** Aufgabe 1 **
Zerlege den vollqualifizierten Klassennamen aus dem Forenbeitrag über Validierungsfehler unten an den Punkten und nenne alle Bestandteile in ihrer Reihenfolge.
** Aufgabe 2 **
Schreibe den Forenbeitrag über Validierungsfehler unten im selben Ton weiter, anschließend an seinen letzten Satz.

** Textauszug **
■ ■ ■
Hallo, vielen dank für die Antwort
probier ich gleich mal aus. 

jedenfalls bin ich nun mal auf die idee gekommen, mal alle valdierungsfehler ausgeben zu lassen, was mich immerhin einen kleinen schritt weitergebracht hat. demnach kriege ich folgendes ergebnis, für den fall dass ich 

a) kein radio auswähle:

   Exception setting property objId of base with class de.proj.businesslogic.dto.CustomerDataDto, Bean:    de.proj.businesslogic.dto.CustomerDataDto, property: objId, newValue: null

  usw..
  wird für jede Zeile ausgegeben

b) 1 radio selektiere:

   für jede zeile wird ausgegeben

Konvertierungsfehler "_idJsp28": Der eingegebene Wert ist keine gültige Zahl.
■ ■ ■
** Zeilenauszüge **
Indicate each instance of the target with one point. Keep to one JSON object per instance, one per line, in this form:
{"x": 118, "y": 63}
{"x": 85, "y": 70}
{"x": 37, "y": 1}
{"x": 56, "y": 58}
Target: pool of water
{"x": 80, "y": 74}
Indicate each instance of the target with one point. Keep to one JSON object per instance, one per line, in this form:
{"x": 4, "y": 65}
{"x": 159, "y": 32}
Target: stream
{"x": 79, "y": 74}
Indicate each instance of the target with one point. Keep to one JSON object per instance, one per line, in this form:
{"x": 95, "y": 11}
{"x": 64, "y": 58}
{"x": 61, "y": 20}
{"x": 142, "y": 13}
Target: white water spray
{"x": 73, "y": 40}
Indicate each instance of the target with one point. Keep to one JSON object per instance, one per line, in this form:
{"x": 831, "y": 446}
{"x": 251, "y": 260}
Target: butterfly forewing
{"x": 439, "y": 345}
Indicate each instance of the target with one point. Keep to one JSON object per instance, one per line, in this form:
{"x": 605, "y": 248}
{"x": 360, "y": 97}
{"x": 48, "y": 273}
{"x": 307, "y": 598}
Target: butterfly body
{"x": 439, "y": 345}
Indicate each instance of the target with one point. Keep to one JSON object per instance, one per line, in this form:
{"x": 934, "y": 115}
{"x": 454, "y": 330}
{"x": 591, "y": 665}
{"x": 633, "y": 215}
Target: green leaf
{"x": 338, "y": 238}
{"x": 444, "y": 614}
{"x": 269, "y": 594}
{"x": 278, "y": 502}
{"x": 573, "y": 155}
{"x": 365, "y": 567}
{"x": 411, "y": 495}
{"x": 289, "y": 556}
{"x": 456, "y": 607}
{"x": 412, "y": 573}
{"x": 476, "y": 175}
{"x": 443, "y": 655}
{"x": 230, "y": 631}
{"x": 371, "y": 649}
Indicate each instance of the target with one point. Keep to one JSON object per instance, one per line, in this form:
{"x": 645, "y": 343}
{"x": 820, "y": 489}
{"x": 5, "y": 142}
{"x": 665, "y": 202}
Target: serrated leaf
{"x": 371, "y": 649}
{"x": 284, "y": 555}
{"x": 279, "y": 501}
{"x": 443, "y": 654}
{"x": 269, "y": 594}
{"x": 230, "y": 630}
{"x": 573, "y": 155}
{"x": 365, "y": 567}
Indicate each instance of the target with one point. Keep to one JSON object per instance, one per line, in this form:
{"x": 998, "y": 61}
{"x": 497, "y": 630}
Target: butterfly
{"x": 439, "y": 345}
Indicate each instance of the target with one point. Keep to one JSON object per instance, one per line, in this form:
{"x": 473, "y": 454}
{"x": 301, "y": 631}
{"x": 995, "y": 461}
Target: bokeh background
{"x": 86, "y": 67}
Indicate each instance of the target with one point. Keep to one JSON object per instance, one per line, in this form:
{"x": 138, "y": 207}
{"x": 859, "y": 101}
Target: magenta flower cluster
■ ■ ■
** Erwartete Ausgabe 1 **
de, proj, businesslogic, dto, CustomerDataDto

** Erwartete Ausgabe 2 **
Konvertierungsfehler "_idJsp28": Der eingegebene Wert ist keine gültige Zahl.
Konvertierungsfehler "_idJsp28": Der eingegebene Wert ist keine gültige Zahl.
Konvertierungsfehler "_idJsp28": Der eingegebene Wert ist keine gültige Zahl.
Konvertierungsfehler "_idJsp28": Der eingegebene Wert ist keine gültige Zahl.
Konvertierungsfehler "_idJsp28": Der eingegebene Wert ist keine gültige Zahl.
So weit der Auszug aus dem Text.